## TEXT

Starting point is 00:02:56 Were they as good? What's history's verdict on that? Well, I'm going to say this the way that my dear friend and the founder of the Negro Leagues Baseball Museum would say it very poignantly, I should say very succinctly, but very poignantly, we could play. And he wanted everybody to understand that they could play. And Steve, we carry a poster here in our gift shop at the museum that I think surmises it so beautifully. It says, 440 feet is 440 feet, no matter what color your skin.
Starting point is 00:03:29 And so the idea and the notion that one's skin color could dictate their ability to play a game, well, we know that is ludicrous. And the Negro leagues, from a talent standpoint, that league wouldn't take a back seat to any league. You had some of the greatest athletes to ever put on a baseball uniform competing there in the Negro leagues, and you had a nucleus of both black and Hispanic talent that was playing the highest level in which black and brown could play in this country, that being the Negro leagues.

## DATASET CONTENT
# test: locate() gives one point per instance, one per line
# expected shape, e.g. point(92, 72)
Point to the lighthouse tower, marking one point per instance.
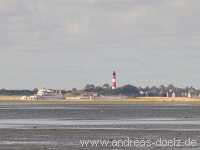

## OBJECTIVE
Quote the entire Negro Leagues transcript word for word. The listing has no connection to the Negro Leagues transcript.

## FINAL RESULT
Starting point is 00:02:56 Were they as good? What's history's verdict on that? Well, I'm going to say this the way that my dear friend and the founder of the Negro Leagues Baseball Museum would say it very poignantly, I should say very succinctly, but very poignantly, we could play. And he wanted everybody to understand that they could play. And Steve, we carry a poster here in our gift shop at the museum that I think surmises it so beautifully. It says, 440 feet is 440 feet, no matter what color your skin.
Starting point is 00:03:29 And so the idea and the notion that one's skin color could dictate their ability to play a game, well, we know that is ludicrous. And the Negro leagues, from a talent standpoint, that league wouldn't take a back seat to any league. You had some of the greatest athletes to ever put on a baseball uniform competing there in the Negro leagues, and you had a nucleus of both black and Hispanic talent that was playing the highest level in which black and brown could play in this country, that being the Negro leagues.